● **The task**:
Each line of the records below that holds "lounger" should be copied out.

(Records from a data collection)
# # # # # # #

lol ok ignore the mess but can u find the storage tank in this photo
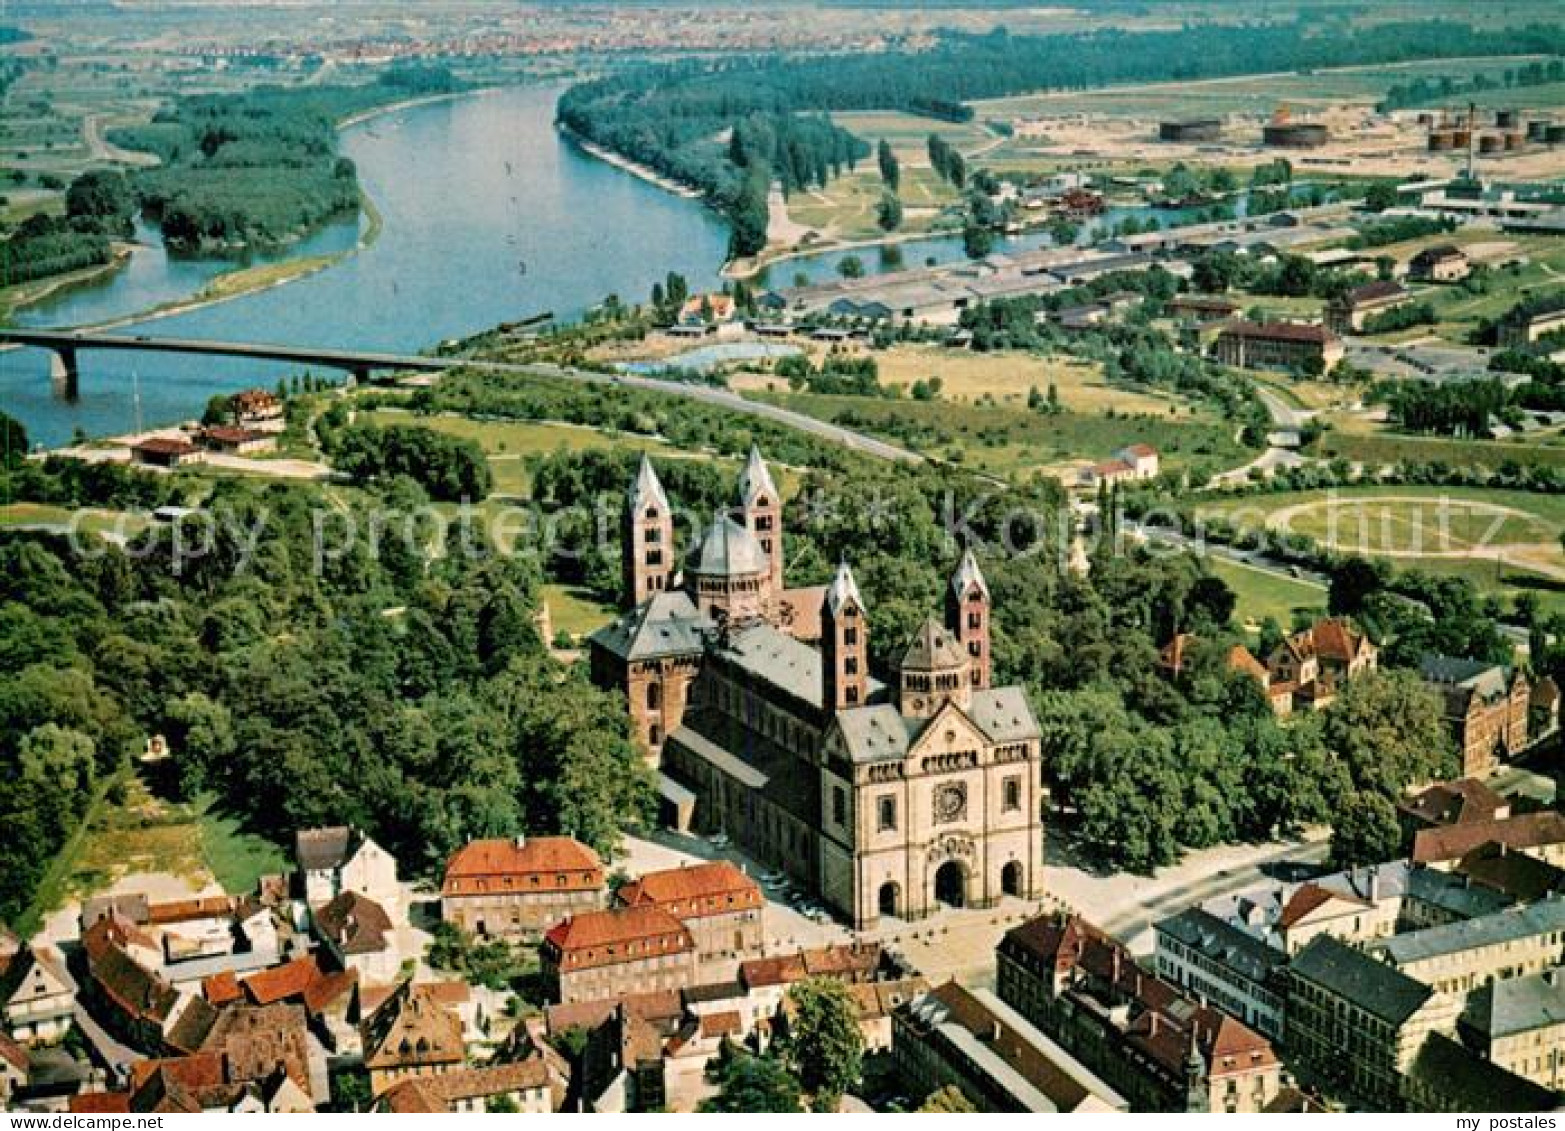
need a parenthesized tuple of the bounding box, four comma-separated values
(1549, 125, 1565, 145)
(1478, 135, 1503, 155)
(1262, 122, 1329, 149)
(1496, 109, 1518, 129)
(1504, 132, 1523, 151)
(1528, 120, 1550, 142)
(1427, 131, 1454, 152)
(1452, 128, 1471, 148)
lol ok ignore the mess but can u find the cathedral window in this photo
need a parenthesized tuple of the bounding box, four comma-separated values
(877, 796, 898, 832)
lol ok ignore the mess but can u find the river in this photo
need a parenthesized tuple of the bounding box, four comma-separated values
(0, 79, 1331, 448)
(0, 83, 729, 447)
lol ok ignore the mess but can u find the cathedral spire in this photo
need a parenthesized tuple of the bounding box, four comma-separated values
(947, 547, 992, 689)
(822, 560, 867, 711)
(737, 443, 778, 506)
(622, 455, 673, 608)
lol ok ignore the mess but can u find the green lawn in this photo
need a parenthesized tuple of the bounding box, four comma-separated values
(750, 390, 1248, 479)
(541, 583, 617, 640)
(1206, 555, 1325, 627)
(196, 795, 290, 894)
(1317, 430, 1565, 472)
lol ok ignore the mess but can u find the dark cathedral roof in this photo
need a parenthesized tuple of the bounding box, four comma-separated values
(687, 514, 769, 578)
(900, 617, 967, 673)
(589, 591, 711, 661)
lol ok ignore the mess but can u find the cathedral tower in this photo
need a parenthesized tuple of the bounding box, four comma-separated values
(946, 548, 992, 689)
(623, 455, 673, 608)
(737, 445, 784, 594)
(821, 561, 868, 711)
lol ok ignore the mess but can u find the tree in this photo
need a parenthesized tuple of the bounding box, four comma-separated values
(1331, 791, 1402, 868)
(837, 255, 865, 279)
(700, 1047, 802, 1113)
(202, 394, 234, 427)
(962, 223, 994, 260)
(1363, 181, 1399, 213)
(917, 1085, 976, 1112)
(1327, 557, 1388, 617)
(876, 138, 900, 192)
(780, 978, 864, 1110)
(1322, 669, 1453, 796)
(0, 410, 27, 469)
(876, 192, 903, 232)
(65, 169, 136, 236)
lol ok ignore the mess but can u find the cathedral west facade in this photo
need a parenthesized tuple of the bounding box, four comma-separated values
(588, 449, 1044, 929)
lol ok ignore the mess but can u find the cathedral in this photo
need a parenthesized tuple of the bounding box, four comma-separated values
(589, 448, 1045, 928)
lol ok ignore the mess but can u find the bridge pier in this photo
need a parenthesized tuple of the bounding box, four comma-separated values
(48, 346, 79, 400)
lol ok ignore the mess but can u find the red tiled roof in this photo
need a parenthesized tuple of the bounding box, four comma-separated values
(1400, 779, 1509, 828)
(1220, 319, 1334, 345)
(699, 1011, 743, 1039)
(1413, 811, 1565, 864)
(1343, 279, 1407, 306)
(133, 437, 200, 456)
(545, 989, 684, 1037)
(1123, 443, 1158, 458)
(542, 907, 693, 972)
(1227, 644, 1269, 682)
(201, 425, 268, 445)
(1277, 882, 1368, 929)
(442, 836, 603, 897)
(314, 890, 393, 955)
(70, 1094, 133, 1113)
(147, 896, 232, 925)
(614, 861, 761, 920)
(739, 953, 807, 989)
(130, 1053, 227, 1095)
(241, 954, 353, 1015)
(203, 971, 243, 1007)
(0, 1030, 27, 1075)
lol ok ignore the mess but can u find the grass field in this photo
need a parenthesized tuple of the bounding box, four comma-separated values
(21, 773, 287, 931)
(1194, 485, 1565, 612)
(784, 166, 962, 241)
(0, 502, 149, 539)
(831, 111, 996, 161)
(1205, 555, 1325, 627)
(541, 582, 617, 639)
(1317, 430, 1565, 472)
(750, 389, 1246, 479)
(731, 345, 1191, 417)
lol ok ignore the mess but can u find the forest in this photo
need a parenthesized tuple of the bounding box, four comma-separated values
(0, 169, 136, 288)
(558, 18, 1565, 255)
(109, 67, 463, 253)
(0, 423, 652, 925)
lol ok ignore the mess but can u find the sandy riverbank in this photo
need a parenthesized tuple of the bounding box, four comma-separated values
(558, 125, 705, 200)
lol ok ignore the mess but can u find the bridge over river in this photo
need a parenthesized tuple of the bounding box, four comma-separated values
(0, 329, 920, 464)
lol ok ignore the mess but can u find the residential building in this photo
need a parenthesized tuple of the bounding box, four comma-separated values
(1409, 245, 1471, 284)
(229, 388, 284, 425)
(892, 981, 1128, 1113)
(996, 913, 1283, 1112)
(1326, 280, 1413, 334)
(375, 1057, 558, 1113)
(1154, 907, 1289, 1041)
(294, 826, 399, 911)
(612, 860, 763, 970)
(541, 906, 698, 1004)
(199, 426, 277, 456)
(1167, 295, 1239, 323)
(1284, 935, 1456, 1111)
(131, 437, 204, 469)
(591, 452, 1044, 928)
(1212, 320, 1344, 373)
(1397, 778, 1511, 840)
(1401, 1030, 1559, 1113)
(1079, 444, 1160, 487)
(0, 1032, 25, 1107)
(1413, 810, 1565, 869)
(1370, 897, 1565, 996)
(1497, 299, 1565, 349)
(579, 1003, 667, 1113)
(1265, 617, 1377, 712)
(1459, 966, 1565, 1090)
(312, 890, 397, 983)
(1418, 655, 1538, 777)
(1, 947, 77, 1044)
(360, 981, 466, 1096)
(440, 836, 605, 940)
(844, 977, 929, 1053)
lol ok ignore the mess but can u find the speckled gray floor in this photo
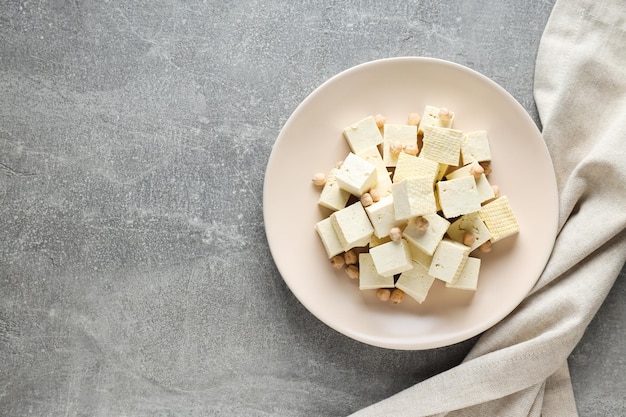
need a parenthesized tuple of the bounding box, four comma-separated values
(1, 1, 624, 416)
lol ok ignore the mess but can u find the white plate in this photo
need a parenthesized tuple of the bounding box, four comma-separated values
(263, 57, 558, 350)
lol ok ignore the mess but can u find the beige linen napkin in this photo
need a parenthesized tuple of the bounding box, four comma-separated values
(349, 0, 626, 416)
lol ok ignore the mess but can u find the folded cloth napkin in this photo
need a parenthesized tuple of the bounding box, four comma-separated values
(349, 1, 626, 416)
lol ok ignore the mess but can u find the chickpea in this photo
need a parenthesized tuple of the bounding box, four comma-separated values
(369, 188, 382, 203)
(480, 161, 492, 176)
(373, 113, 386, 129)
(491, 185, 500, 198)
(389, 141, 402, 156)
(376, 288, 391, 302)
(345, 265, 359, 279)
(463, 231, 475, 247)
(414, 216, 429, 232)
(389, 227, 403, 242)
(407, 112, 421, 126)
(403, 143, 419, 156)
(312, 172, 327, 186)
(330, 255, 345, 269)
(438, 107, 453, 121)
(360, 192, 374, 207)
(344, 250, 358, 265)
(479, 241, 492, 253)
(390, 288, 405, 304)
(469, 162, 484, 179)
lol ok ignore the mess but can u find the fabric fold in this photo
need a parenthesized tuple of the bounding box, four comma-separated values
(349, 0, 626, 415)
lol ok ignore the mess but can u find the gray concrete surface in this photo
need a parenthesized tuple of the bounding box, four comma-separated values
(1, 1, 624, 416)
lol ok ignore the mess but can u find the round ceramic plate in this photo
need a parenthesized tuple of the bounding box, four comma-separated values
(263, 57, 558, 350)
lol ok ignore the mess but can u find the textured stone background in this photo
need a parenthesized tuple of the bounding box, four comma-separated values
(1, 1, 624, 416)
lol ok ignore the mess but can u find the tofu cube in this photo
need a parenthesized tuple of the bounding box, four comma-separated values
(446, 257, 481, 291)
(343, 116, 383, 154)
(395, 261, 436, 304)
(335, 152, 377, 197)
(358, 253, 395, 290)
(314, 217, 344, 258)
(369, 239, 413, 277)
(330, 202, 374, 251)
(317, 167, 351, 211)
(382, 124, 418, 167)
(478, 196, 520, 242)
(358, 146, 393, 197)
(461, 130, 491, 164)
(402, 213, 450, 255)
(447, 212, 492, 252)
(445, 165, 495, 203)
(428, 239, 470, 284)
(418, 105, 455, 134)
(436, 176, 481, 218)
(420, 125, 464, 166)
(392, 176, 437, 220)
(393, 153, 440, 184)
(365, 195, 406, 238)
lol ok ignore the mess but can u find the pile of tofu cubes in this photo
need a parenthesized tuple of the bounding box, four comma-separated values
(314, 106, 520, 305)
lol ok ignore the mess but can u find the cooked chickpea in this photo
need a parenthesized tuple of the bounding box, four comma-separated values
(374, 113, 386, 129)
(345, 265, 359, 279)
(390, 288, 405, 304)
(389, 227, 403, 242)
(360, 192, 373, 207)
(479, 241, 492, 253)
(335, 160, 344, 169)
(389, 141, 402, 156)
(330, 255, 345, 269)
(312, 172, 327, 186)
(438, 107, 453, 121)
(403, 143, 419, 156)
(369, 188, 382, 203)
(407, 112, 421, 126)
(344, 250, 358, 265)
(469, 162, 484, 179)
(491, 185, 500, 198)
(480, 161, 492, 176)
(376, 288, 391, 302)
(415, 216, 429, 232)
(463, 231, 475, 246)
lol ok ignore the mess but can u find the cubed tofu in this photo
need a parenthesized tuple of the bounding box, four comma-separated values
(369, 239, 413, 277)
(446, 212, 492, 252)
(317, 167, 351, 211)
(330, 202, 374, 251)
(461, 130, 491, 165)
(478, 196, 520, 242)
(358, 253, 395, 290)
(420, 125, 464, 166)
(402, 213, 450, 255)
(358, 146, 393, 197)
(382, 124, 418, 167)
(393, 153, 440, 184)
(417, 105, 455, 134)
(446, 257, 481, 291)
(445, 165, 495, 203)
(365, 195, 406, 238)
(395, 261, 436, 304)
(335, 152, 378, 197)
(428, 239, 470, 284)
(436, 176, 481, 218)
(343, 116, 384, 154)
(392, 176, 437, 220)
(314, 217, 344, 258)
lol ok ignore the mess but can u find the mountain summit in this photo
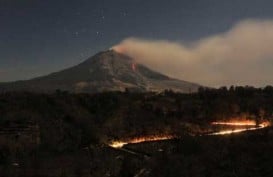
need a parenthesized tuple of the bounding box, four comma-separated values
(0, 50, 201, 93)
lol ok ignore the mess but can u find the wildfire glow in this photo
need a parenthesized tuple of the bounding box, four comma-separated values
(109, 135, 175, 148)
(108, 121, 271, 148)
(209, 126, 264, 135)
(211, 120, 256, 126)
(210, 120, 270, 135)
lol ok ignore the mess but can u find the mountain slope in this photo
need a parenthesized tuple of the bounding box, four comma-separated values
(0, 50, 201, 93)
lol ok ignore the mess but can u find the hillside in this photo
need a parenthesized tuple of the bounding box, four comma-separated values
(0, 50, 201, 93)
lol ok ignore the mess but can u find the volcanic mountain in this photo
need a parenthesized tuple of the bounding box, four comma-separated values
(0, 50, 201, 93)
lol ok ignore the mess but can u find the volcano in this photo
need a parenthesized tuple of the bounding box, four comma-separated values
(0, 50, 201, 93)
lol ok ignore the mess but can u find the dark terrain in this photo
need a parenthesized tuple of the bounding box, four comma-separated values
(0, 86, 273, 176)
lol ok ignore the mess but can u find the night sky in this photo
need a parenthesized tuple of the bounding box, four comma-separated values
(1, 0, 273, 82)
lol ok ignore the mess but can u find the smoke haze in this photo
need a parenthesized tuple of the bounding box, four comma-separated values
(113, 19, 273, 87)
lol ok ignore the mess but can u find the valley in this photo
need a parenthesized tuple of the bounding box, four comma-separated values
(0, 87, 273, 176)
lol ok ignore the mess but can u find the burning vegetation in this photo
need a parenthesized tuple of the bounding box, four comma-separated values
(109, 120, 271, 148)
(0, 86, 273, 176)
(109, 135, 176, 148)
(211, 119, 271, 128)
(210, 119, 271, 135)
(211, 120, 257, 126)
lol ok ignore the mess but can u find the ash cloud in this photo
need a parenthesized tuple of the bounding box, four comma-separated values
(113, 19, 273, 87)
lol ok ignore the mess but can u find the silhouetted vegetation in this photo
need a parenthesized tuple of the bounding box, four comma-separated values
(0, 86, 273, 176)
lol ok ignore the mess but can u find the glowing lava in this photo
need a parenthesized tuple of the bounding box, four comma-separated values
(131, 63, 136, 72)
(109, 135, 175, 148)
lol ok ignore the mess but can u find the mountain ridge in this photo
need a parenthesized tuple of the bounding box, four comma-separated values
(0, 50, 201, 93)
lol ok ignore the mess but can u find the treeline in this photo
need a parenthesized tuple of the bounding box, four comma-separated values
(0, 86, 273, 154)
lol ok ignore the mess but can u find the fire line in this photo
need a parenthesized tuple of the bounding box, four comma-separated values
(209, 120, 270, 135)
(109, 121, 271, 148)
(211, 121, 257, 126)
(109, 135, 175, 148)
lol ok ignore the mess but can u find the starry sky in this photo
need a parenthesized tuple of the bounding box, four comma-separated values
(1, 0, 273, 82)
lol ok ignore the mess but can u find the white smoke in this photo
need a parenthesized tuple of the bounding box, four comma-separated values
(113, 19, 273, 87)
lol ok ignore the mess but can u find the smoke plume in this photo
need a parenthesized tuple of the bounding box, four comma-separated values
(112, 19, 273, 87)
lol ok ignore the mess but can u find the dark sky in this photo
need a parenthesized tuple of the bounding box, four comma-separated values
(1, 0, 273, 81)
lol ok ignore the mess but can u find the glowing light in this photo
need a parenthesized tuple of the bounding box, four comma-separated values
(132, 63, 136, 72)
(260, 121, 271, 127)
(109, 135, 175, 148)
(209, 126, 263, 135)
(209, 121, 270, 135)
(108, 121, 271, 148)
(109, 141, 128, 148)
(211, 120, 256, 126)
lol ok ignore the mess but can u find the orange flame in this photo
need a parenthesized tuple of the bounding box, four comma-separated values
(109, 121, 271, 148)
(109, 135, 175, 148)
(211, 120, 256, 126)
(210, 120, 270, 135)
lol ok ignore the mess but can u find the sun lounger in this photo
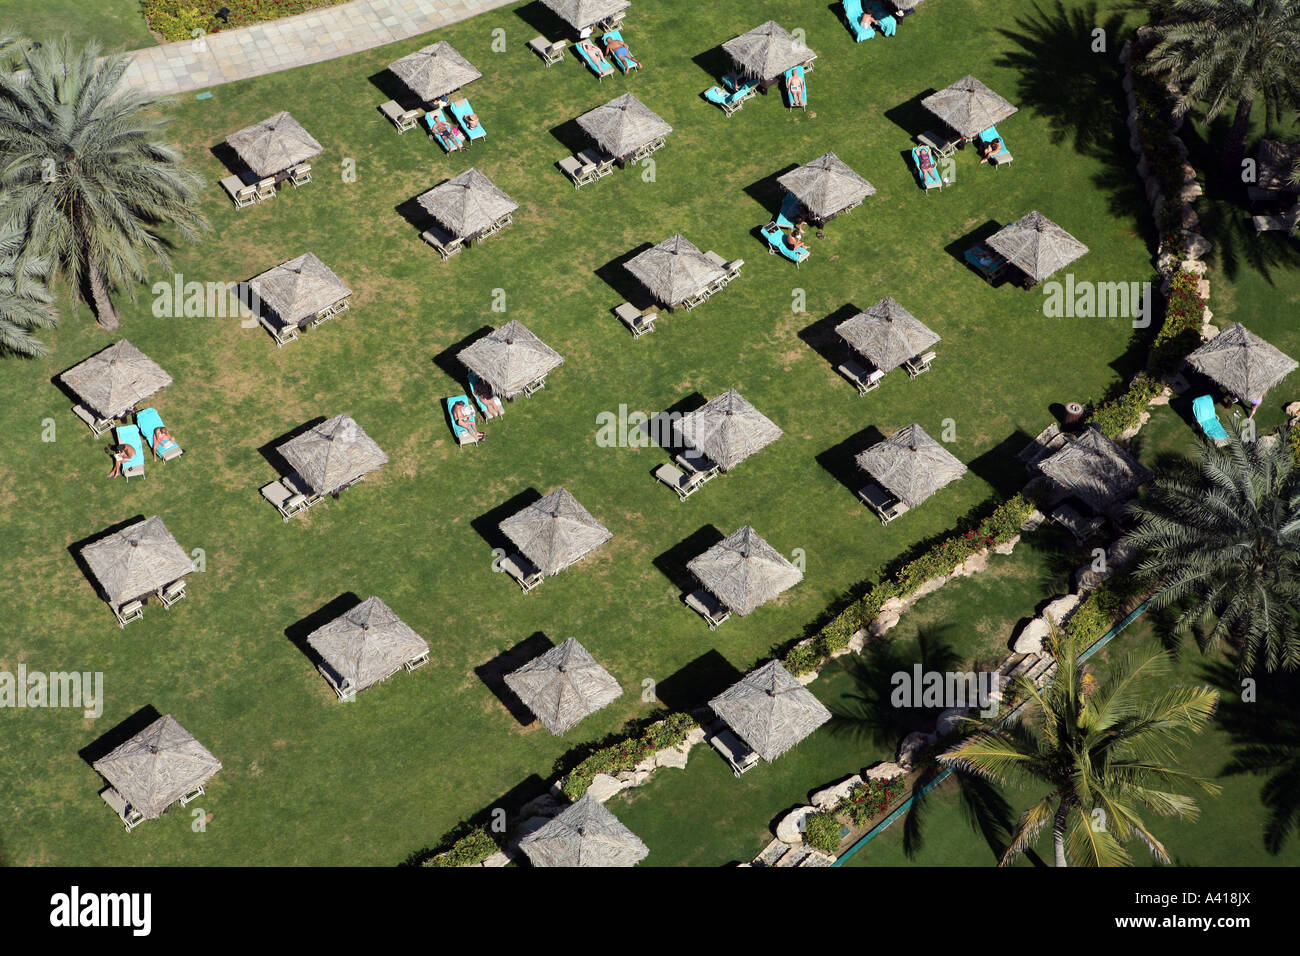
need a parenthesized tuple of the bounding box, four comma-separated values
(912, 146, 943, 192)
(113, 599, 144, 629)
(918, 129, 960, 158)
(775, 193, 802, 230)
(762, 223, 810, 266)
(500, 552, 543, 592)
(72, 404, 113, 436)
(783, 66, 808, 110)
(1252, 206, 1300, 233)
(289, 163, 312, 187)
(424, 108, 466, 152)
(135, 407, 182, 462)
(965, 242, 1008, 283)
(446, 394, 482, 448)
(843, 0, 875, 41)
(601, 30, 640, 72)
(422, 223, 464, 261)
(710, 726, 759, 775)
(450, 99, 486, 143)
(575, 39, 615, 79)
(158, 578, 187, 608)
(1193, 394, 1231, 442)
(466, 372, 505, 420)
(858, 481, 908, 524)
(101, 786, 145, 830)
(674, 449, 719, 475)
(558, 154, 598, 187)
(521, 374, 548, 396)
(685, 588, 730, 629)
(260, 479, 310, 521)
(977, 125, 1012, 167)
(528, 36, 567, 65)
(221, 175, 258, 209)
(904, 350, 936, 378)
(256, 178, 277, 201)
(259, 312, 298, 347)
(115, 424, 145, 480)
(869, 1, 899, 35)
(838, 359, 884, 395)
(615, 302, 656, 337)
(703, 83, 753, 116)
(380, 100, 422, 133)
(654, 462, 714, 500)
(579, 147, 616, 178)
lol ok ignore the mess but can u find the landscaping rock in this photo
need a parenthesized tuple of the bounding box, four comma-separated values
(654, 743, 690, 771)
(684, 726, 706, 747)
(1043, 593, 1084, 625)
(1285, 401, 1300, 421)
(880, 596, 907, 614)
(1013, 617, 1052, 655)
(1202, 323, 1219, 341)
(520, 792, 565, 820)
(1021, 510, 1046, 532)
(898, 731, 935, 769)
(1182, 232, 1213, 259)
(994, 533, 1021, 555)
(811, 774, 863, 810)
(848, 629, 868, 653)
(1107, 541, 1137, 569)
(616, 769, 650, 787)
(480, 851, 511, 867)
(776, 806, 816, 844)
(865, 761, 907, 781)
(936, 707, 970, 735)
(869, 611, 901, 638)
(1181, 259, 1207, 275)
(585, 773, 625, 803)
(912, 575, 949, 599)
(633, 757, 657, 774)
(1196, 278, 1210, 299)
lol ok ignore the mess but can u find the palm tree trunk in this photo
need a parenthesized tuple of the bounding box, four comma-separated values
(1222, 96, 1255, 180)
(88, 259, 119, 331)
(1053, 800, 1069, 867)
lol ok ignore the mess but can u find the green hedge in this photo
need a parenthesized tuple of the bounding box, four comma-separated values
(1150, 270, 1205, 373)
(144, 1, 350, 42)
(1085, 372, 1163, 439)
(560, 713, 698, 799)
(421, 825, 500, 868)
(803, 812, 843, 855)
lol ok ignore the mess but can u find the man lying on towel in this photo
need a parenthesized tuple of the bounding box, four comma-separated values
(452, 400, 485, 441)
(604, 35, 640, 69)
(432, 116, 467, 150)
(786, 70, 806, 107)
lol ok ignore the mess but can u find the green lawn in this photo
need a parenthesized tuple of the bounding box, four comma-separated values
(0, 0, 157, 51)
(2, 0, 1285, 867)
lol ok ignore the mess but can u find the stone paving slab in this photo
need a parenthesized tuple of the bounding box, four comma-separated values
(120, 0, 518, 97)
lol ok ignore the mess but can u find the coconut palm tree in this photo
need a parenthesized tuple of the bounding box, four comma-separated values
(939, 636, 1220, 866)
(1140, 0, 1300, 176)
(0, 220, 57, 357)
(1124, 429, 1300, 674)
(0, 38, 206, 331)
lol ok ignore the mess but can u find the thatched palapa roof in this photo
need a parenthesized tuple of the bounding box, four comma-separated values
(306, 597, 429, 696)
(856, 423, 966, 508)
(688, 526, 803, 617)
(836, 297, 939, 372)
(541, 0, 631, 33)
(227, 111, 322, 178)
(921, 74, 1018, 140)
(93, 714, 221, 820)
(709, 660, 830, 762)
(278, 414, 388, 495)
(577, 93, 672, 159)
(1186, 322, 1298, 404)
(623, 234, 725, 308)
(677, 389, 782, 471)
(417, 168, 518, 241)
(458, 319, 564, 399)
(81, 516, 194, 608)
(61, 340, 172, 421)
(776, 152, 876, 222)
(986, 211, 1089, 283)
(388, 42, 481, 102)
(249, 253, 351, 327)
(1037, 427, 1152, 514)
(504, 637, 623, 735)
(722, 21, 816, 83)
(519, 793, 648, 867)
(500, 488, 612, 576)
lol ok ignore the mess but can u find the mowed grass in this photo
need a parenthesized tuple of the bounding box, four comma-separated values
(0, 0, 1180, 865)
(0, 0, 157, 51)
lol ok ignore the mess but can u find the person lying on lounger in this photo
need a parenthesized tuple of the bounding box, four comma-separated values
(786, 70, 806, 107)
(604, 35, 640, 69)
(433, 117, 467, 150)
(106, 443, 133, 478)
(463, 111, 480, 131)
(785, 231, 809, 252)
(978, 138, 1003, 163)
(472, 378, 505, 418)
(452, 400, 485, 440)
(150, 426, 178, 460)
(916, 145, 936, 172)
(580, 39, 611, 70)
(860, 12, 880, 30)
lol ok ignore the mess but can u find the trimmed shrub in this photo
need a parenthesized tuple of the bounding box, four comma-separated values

# # # # # # #

● **Answer**:
lol ok ignore the mess but can u find the sun lounger in this photo
lol ok ignore the mess but can u find the person lying on lounger in this photo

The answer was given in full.